**STATED PROBLEM**
Find each line in the records below that contains the word "paper" and copy it out in full. Case matters.

**TASK INPUT**

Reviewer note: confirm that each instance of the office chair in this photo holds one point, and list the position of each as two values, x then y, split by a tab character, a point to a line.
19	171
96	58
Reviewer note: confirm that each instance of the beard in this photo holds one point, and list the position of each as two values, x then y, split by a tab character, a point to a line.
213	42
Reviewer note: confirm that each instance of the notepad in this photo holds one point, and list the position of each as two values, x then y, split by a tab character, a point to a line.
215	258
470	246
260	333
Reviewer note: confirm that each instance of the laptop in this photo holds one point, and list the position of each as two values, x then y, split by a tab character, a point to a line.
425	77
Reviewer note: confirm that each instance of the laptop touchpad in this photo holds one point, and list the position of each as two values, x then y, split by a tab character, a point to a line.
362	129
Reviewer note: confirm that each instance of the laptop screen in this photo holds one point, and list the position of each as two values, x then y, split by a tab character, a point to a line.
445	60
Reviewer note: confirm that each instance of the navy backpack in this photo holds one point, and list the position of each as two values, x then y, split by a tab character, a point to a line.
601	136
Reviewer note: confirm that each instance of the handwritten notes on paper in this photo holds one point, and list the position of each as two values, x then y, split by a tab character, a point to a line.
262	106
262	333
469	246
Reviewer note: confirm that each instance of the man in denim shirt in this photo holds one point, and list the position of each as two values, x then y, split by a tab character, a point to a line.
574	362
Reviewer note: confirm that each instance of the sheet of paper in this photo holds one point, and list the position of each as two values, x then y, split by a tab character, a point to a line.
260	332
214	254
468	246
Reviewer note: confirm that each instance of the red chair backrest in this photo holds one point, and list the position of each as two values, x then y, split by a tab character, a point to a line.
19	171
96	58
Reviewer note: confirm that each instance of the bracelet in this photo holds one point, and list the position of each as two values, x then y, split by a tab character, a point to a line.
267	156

==

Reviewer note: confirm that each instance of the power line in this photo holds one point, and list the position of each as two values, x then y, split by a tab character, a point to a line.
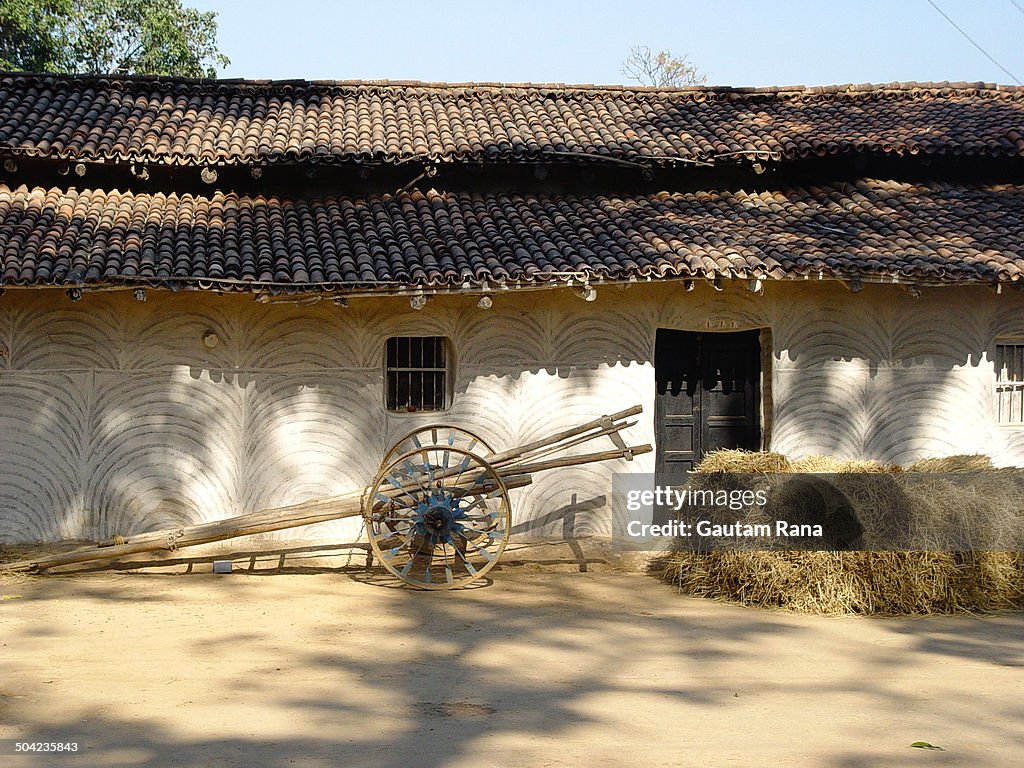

**WRITTEN RESPONSE**
Reviewer note: confirm that each instance of the handwritten notes on paper in this photo holds one point, and list the position of each as two values, x then y, split by a tab character, a point to a line.
Reviewer note: confirm that each instance of the sheet of paper in this photo holds one point, and list the position of each as two values, x then y, split by a tab character, a point to a line.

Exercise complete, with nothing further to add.